[BEGIN MATERIAL FOR THE TASK]

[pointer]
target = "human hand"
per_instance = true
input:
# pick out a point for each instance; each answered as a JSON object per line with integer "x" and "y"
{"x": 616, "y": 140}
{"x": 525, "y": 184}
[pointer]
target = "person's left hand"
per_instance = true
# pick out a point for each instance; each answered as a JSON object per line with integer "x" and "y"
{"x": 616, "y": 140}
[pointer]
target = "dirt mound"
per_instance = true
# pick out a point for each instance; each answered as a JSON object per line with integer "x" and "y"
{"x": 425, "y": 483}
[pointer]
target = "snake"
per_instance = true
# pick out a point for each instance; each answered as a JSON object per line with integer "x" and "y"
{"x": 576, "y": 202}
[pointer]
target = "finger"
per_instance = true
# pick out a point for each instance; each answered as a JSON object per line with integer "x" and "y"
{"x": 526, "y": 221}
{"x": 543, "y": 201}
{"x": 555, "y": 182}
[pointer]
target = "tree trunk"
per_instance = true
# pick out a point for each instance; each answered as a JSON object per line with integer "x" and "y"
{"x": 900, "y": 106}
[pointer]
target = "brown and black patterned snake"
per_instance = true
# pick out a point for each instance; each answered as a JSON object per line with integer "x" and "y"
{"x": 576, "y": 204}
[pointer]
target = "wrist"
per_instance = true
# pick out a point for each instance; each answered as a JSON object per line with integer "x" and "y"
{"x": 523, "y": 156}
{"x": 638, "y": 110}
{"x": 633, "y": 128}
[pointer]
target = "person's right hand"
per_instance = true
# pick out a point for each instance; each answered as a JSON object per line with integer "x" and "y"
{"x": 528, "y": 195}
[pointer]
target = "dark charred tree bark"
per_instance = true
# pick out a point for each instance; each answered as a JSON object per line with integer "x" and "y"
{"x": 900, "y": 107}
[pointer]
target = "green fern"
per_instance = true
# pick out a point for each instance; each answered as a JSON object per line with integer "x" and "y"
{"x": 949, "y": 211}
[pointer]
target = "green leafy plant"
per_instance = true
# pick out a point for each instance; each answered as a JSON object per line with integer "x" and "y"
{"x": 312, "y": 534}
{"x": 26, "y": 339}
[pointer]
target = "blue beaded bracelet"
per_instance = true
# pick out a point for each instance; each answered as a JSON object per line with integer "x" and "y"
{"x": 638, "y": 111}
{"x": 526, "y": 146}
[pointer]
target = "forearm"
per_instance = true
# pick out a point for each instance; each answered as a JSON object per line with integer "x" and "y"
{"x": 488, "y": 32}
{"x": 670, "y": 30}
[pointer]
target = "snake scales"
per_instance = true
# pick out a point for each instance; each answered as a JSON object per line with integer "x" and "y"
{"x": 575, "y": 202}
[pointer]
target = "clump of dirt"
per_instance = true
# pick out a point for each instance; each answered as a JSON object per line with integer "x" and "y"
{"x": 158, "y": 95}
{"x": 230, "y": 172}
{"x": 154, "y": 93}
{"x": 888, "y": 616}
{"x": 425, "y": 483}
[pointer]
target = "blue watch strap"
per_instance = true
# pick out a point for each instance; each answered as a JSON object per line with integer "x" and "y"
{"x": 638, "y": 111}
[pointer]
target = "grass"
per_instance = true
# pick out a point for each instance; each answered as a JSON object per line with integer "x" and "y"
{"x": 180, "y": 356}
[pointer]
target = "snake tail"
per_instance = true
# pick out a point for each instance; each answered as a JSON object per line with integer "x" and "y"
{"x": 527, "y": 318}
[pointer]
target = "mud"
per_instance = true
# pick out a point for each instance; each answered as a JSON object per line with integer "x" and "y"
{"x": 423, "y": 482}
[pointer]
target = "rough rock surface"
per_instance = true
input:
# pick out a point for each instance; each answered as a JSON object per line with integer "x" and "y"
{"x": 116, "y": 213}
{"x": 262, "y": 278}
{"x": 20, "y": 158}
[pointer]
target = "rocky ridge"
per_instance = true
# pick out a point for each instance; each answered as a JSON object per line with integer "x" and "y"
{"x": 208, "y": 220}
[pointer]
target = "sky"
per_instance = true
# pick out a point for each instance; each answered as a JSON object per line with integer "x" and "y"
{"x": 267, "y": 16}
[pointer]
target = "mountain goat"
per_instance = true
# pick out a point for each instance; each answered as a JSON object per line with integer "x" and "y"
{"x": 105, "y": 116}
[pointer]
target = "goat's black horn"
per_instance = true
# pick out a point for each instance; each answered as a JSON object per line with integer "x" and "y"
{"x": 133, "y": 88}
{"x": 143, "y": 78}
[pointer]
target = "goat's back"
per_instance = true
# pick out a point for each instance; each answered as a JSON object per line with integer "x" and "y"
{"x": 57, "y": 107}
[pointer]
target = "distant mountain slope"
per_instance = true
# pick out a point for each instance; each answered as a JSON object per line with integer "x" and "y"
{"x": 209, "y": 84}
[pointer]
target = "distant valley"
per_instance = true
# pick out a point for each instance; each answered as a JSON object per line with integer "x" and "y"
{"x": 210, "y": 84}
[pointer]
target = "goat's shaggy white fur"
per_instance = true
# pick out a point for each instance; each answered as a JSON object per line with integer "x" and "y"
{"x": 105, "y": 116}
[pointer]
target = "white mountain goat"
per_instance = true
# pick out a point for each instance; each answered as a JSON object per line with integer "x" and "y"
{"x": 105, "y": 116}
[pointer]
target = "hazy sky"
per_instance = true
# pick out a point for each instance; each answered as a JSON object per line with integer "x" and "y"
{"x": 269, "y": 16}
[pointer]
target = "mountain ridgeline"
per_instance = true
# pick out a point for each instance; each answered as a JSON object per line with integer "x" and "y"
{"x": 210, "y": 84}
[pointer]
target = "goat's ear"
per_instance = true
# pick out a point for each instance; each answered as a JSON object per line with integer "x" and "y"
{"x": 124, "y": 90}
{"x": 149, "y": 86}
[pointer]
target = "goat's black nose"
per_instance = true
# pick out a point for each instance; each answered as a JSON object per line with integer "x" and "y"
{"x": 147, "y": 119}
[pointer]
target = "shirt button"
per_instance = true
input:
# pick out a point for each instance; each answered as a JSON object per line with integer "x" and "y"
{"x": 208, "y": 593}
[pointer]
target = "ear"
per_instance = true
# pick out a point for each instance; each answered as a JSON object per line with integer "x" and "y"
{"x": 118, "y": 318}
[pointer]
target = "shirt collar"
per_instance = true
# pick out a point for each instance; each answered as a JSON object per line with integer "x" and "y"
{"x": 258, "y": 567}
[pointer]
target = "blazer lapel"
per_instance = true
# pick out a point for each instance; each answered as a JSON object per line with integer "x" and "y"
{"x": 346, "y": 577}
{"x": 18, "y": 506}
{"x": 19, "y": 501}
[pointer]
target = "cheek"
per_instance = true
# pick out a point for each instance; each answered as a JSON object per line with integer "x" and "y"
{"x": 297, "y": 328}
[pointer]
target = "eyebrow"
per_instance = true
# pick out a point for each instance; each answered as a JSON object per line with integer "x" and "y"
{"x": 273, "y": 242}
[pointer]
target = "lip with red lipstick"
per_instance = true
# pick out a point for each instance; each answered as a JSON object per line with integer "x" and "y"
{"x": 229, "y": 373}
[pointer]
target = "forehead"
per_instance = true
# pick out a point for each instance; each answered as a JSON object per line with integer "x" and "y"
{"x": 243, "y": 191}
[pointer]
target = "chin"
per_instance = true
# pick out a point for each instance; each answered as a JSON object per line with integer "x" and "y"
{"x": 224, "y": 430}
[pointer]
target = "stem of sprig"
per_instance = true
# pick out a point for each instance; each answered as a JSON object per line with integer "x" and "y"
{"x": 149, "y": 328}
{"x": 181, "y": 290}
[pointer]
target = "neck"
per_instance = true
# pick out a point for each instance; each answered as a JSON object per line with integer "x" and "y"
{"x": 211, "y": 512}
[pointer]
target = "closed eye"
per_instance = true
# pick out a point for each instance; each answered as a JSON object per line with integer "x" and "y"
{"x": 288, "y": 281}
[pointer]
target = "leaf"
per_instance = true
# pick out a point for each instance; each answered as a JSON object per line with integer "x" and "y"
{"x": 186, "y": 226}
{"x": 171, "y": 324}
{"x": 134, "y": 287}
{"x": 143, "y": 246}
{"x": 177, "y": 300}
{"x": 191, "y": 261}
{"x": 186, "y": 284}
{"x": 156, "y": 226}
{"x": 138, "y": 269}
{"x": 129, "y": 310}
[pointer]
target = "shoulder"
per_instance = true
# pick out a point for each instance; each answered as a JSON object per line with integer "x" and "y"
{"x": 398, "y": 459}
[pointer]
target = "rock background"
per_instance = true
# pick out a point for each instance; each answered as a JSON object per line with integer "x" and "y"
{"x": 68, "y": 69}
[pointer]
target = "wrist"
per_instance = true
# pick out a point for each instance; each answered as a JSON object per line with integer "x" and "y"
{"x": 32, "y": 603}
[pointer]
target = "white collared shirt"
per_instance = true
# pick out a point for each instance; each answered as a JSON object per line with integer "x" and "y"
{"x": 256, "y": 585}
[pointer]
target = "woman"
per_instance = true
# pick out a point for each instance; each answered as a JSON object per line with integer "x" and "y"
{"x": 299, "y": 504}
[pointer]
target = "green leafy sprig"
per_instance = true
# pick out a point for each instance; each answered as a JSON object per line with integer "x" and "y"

[END MATERIAL FOR THE TASK]

▸ WHAT YOU NEED TO DO
Count the lines in the rows above that contain the word "distant", and reply with only the number.

▸ SOLUTION BELOW
2